▶ [Estratto del testo]:
· · · · ·

La superficie interessata è decorata da un motivo di quarantadue cavalli e quarantotto figure umane. I cavalieri indossano vesti bianche o color porpora, stivali neri, cintura e copricapo in linea col gusto Tang, e nelle mani tengono strette le redini mentre fanno sventolare vessilli augurali.
 Evidente l’immediatezza della scena: i cavalli sono pronti a partire al galoppo, alcuni cavalieri voltano la testa in attesa di direttive.
Particolare rilievo è conferito al dettaglio incentrato su di un possente destriero bianco attorniato da sette attendenti: di proporzioni maestose, accuratamente sellato e bardato, doveva con ogni probabilità appartenere al capo. Gli attendenti, probabilmente dei servitori, portano dei ventagli ed un parasole.[10]
In posizione superiore rispetto a questa rappresentazione è possibile ammirarne un’altra che riproduce invece una scena di caccia, uno degli intrattenimenti preferiti dalla nobiltà Tang (fig.3).
 
        fig. 3 scena di caccia dalla tomba di Li Shou
 
 La raffigurazione, che ha luogo in una vallata, è estremamente vivace, realistica[11] e dipinta con una naturalezza tale da farci pensare che lo stesso pittore fosse uso a questo genere di attività.
I cavalieri, a dorso dei migliori purosangue delle Regioni Occidentali, sono colti nell’atto di accerchiare e prendere in trappola le loro prede, che somigliano a conigli e cinghiali. Colpisce particolarmente l’accortezza dimostrata dall’artista nell’aver saputo cogliere le espressioni facciali, la tensione e il senso di eccitazione che pervade tutta la scena.
Notevole inoltre la caratterizzazione del cavallo, che appare in tutta la sua possanza e agilità, lanciato al galoppo con gli zoccoli levati da terra: sono proprio questi fattori che rendono gli affreschi della tomba di Li Shou dei capolavori senza precedente, sia nello stile che nella scelta dei personaggi.

· · · · ·

Estratti da un dataset di annotazioni di località
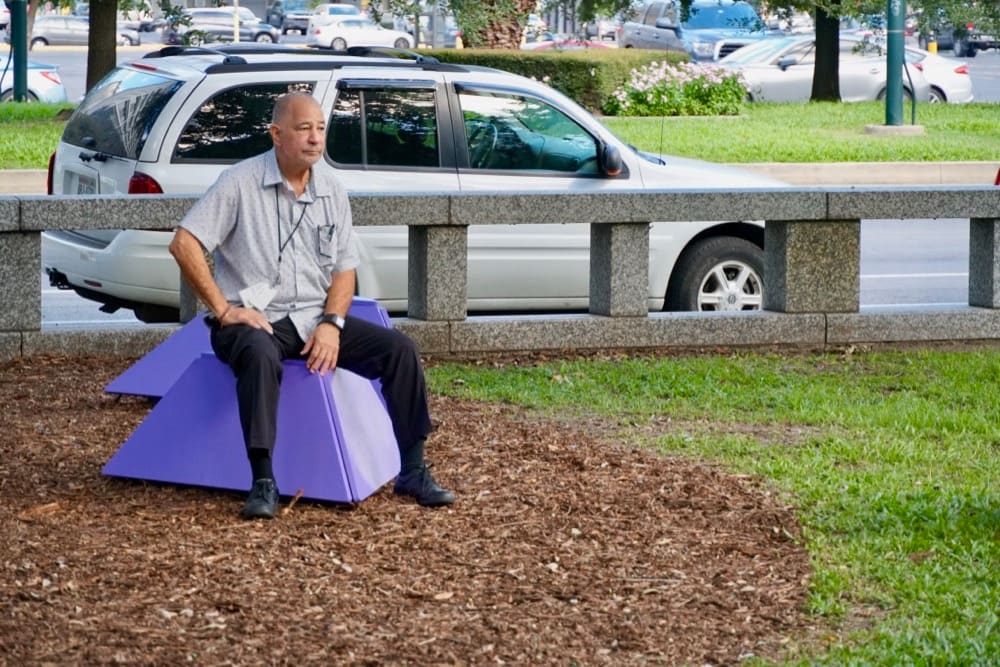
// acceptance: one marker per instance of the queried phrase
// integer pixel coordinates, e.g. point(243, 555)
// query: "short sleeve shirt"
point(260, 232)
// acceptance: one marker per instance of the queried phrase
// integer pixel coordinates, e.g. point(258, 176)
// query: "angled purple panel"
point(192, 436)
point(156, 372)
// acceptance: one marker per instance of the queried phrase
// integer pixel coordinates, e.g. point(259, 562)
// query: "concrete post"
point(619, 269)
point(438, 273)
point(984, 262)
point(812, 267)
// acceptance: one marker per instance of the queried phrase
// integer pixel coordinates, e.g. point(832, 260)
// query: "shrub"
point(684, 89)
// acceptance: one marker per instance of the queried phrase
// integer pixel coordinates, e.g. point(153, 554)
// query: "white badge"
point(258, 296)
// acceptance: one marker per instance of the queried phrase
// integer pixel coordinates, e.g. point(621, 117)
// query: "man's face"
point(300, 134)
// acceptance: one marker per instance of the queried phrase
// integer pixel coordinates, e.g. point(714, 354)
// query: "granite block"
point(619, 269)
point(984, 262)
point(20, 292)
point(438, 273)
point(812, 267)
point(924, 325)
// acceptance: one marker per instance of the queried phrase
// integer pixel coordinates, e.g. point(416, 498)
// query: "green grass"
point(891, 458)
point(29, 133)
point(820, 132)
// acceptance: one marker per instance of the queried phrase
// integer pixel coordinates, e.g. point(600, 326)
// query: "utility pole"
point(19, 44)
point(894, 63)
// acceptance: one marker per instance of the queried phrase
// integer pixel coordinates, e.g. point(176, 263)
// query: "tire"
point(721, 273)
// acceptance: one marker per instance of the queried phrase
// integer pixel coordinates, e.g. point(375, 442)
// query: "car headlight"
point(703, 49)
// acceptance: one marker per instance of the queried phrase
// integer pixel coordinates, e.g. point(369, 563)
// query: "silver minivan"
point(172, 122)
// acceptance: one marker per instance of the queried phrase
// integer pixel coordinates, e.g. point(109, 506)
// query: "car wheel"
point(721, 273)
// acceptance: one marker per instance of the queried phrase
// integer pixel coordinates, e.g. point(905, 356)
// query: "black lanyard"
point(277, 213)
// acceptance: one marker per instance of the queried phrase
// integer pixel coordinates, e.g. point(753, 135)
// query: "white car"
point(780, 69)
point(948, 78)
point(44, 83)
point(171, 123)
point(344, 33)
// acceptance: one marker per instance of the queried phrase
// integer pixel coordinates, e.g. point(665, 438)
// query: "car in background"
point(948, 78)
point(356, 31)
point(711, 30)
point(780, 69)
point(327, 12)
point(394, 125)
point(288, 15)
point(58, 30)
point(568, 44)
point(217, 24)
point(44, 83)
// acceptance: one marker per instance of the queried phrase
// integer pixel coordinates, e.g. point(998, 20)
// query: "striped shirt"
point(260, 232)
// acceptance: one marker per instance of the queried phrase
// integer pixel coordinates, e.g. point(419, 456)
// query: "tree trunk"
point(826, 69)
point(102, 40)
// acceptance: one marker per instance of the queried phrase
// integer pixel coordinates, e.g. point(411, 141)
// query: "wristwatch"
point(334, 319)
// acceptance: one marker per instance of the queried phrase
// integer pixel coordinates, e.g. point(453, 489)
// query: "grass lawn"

· · · · ·

▶ [Cosa fare]:
a) Secondo il testo sugli affreschi della tomba di Li Shou, quante figure umane compaiono nel motivo che decora la superficie?
b) Riassumi in due frasi il testo sugli affreschi della tomba di Li Shou.
c) Cita il passo del testo sugli affreschi della tomba di Li Shou che va da "La raffigurazione, che" fino a "tutta la scena." incluso.

▶ [Risposte]:
a) Quarantotto figure umane.

b) Il testo descrive un affresco con quarantadue cavalli e quarantotto figure umane, in cui spicca un possente destriero bianco attorniato da sette attendenti, che con ogni probabilità apparteneva al capo. Sopra questa scena ne compare una di caccia ambientata in una vallata, vivace e realistica, in cui i cavalieri accerchiano prede simili a conigli e cinghiali, e la resa del cavallo lanciato al galoppo contribuisce a fare degli affreschi della tomba di Li Shou dei capolavori senza precedente.

c)
La raffigurazione, che ha luogo in una vallata, è estremamente vivace, realistica[11] e dipinta con una naturalezza tale da farci pensare che lo stesso pittore fosse uso a questo genere di attività.
I cavalieri, a dorso dei migliori purosangue delle Regioni Occidentali, sono colti nell’atto di accerchiare e prendere in trappola le loro prede, che somigliano a conigli e cinghiali. Colpisce particolarmente l’accortezza dimostrata dall’artista nell’aver saputo cogliere le espressioni facciali, la tensione e il senso di eccitazione che pervade tutta la scena.